REQUIREMENTS:
Count the lines in the rows below that contain the word "camouflage", with case mattering. Give only the number.

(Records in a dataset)
....

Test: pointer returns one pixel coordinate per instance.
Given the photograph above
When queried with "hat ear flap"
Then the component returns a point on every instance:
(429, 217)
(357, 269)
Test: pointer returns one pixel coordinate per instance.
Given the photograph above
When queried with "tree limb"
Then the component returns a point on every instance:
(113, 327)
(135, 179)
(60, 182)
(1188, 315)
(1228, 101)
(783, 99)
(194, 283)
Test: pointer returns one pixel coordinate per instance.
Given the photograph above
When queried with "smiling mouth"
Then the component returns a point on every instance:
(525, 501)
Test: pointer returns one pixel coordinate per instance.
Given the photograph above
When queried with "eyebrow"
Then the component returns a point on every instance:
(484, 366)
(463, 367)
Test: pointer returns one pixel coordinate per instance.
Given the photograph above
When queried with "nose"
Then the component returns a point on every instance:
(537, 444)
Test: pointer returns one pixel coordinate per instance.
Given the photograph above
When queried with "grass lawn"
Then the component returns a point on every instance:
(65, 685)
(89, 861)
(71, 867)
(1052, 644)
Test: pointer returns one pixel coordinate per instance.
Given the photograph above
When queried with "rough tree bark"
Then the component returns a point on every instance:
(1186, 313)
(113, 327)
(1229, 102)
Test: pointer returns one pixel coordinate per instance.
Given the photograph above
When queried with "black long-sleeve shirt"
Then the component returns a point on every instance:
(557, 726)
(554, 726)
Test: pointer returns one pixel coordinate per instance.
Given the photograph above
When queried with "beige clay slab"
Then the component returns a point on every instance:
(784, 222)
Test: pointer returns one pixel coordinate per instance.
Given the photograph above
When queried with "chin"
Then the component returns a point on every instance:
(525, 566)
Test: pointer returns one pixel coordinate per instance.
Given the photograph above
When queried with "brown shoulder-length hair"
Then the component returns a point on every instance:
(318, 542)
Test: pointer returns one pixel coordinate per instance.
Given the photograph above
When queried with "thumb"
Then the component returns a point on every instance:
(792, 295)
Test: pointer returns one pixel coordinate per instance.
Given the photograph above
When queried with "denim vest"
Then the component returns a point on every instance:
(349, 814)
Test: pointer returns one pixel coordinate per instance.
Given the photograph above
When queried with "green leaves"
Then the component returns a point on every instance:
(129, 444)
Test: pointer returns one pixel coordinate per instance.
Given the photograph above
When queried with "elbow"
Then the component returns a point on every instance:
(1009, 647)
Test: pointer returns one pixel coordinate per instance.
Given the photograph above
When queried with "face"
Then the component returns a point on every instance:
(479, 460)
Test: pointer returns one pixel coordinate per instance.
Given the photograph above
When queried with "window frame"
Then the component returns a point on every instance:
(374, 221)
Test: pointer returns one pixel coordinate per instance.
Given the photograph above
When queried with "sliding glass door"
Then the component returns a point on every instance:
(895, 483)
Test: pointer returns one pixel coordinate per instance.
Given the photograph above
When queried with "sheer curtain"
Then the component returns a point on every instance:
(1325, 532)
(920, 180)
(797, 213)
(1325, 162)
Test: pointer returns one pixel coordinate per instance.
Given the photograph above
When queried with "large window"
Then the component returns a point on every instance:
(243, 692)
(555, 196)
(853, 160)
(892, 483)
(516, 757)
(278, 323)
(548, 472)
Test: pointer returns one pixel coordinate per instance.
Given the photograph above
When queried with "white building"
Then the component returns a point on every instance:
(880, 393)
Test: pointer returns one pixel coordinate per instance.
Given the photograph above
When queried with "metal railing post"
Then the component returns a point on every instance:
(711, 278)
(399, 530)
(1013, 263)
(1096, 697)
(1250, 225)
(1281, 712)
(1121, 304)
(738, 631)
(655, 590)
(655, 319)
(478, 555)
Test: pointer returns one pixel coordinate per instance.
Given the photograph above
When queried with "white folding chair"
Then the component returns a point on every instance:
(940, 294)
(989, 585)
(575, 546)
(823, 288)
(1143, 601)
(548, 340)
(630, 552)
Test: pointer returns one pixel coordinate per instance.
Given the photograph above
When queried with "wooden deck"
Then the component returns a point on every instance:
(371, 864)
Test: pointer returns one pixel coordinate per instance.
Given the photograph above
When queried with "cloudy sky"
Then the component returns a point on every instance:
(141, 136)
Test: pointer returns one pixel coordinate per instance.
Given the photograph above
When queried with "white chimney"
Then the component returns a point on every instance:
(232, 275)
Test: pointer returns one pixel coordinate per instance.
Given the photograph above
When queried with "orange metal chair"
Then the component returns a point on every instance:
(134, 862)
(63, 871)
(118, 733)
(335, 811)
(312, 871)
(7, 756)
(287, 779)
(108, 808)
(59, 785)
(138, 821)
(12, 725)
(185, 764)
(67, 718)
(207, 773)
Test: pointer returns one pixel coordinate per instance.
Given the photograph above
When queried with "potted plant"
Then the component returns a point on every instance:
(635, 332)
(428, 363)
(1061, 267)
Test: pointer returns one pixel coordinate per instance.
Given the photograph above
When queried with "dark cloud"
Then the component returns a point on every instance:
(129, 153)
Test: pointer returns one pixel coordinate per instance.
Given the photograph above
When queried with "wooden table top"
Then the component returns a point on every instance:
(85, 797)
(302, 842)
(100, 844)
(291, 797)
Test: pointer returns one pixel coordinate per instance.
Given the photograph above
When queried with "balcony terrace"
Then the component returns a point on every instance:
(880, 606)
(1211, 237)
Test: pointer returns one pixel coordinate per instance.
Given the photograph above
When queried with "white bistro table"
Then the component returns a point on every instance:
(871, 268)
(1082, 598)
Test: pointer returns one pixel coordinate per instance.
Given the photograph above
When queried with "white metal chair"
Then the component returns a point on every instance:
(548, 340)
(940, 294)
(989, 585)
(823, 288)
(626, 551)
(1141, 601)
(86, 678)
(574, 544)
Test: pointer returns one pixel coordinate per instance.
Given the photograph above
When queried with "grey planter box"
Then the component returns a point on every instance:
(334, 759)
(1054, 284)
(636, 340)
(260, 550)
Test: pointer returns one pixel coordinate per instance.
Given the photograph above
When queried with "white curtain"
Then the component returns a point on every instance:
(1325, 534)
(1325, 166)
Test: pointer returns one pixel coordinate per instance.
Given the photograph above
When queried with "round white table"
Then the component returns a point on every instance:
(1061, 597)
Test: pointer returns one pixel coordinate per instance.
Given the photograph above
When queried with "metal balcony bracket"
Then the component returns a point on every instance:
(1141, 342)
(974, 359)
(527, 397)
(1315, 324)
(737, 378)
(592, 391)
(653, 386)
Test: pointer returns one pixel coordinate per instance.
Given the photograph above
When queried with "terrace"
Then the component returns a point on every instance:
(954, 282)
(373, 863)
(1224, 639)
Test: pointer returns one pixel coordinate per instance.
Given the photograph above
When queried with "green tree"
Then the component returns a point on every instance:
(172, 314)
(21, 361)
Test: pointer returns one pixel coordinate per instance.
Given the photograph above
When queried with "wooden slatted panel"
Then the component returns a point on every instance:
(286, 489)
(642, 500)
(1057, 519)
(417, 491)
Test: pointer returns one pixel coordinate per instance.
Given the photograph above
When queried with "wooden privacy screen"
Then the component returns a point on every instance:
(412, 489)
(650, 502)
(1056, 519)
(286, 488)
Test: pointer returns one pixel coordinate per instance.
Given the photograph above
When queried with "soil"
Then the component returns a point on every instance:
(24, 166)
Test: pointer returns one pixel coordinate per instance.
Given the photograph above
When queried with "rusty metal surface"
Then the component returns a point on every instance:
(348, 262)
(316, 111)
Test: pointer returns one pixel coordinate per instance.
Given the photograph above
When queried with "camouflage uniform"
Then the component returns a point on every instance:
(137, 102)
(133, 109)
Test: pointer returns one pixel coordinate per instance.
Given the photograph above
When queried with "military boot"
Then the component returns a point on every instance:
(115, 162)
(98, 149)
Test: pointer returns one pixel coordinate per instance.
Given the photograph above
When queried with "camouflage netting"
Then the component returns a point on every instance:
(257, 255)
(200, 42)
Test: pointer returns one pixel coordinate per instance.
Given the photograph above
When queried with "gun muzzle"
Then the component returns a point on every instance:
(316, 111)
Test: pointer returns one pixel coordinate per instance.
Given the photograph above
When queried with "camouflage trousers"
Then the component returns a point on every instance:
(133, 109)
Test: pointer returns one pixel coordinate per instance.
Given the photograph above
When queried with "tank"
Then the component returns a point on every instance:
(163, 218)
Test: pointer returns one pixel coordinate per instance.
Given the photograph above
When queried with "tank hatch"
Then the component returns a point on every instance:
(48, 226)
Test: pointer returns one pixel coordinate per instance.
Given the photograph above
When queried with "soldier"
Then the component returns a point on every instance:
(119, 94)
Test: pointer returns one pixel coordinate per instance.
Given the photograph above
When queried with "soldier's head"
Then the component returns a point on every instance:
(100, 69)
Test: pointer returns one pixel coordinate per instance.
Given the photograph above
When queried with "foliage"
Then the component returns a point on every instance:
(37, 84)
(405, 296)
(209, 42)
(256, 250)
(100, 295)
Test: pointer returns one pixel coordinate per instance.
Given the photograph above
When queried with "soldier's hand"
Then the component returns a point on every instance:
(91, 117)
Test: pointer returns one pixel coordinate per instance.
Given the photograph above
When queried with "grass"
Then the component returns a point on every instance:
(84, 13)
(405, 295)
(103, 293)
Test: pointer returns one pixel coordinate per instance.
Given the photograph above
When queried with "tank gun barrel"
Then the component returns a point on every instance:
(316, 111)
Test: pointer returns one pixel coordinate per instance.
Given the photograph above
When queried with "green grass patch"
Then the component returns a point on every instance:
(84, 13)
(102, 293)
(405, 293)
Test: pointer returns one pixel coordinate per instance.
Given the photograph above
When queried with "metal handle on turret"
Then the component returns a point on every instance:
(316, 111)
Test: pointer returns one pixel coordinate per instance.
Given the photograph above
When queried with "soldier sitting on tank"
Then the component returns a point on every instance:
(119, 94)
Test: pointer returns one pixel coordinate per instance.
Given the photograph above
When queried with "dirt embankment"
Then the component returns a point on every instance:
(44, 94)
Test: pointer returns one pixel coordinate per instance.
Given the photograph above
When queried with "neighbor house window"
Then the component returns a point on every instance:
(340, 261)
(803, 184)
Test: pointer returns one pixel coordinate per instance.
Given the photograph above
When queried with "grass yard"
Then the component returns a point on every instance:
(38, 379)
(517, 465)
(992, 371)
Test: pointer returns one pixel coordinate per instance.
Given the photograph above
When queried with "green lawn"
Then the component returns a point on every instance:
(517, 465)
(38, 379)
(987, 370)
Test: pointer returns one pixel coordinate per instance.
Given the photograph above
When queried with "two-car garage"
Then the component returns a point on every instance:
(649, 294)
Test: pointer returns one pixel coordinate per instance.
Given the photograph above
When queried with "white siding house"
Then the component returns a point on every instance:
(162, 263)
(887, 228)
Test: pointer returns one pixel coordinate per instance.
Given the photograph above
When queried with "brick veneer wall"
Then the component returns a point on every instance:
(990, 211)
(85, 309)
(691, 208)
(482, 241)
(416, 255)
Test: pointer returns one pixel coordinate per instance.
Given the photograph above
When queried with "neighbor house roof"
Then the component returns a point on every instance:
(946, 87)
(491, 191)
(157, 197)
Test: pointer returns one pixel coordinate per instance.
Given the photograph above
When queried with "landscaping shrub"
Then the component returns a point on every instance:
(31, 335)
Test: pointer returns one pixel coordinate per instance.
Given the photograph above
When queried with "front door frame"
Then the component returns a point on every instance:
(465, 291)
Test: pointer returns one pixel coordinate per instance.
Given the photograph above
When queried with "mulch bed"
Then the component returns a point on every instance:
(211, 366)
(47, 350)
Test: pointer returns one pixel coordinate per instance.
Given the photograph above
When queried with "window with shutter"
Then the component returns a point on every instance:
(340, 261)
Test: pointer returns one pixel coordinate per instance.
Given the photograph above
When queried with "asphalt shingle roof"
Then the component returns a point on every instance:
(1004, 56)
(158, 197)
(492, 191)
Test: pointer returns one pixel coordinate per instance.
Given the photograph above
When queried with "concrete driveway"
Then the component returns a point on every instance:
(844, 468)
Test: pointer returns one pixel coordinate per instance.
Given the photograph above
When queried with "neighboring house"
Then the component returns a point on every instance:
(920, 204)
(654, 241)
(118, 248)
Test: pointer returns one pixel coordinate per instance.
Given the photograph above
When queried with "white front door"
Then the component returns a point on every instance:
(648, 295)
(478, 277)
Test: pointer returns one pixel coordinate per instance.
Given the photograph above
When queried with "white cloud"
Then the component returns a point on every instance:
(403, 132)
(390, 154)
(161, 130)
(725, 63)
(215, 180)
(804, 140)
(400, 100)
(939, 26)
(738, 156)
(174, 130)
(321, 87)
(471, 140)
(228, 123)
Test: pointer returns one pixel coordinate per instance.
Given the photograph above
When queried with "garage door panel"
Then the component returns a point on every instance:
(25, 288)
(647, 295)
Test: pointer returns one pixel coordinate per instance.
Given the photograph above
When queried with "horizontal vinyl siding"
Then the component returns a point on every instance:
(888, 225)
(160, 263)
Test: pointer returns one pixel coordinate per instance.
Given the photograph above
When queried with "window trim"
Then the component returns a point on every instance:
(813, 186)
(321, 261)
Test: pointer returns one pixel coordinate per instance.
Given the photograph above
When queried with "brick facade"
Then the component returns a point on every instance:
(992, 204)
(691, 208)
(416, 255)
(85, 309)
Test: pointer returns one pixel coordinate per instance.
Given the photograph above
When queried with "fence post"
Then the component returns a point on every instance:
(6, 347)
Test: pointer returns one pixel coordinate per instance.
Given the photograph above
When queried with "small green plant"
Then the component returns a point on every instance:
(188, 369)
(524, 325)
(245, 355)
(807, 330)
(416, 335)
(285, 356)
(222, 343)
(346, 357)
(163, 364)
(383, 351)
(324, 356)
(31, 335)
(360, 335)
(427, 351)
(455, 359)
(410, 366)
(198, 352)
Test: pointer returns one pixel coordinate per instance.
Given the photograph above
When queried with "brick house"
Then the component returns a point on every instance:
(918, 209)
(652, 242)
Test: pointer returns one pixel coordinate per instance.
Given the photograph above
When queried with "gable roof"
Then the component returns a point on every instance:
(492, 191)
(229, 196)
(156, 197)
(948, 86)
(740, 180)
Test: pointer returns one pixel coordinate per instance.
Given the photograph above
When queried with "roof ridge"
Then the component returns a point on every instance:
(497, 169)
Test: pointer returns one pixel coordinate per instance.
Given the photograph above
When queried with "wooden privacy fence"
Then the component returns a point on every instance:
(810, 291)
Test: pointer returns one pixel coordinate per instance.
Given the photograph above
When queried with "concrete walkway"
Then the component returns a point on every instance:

....

WRITTEN SOLUTION:
3